---------- DATA EXTRACT ----------
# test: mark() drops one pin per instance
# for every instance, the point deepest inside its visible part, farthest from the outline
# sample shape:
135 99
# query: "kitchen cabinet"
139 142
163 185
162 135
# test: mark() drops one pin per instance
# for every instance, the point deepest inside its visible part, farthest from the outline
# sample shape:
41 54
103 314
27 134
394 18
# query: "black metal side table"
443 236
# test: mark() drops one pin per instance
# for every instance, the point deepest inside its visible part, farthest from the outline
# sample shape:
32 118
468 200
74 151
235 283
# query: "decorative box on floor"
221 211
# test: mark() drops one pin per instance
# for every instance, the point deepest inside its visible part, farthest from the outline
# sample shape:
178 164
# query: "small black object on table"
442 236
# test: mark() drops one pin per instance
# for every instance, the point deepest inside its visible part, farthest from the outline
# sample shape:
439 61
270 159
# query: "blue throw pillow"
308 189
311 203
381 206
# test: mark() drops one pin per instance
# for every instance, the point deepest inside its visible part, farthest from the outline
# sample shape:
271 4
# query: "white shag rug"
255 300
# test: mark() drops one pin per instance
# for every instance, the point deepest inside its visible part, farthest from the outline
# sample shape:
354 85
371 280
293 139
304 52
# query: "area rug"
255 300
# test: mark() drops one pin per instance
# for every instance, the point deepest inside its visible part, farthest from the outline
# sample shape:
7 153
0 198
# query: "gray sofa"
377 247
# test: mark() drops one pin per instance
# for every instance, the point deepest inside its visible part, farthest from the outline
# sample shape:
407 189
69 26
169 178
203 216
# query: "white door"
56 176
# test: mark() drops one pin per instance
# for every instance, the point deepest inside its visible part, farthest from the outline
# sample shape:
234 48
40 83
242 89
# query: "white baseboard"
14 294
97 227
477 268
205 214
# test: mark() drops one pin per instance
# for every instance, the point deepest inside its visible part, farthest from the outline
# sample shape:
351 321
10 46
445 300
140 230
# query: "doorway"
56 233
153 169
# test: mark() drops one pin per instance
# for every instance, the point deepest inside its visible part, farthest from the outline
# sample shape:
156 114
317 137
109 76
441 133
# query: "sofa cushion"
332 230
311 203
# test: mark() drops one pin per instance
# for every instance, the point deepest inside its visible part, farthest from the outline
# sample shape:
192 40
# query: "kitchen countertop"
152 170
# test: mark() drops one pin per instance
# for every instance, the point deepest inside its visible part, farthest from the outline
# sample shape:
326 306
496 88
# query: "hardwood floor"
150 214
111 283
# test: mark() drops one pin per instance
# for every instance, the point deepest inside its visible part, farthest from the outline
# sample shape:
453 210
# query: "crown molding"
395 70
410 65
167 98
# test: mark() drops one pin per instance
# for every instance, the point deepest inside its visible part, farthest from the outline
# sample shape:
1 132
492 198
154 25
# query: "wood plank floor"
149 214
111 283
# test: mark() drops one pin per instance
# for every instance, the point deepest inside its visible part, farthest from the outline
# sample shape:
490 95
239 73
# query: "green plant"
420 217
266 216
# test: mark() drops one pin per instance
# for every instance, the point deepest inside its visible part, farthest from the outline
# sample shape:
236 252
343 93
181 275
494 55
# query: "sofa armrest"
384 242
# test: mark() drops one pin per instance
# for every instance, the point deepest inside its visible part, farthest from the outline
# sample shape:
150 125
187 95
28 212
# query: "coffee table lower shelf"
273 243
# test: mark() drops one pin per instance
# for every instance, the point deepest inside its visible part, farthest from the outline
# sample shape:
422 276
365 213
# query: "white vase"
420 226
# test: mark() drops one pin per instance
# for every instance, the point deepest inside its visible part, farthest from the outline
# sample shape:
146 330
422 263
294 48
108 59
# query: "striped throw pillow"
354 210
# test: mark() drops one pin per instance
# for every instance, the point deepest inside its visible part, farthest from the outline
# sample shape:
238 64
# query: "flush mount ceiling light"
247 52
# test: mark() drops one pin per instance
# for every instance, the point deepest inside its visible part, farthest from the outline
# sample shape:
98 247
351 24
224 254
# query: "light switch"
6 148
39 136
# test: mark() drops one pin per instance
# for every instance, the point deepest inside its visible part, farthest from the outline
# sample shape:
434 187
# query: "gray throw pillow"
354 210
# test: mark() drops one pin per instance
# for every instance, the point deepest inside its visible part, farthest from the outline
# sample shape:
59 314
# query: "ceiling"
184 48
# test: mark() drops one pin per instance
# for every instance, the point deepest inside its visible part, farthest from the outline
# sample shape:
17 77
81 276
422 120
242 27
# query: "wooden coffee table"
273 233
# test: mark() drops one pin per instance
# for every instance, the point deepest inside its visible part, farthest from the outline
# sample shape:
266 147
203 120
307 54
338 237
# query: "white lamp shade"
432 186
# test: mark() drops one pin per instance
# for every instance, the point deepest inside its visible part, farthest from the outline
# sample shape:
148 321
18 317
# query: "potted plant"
----------
* **GOAL**
Please state how many lines in the records above contain the word "plant", giving only the number.

* **RESPONSE FOR THIS EXERCISE**
2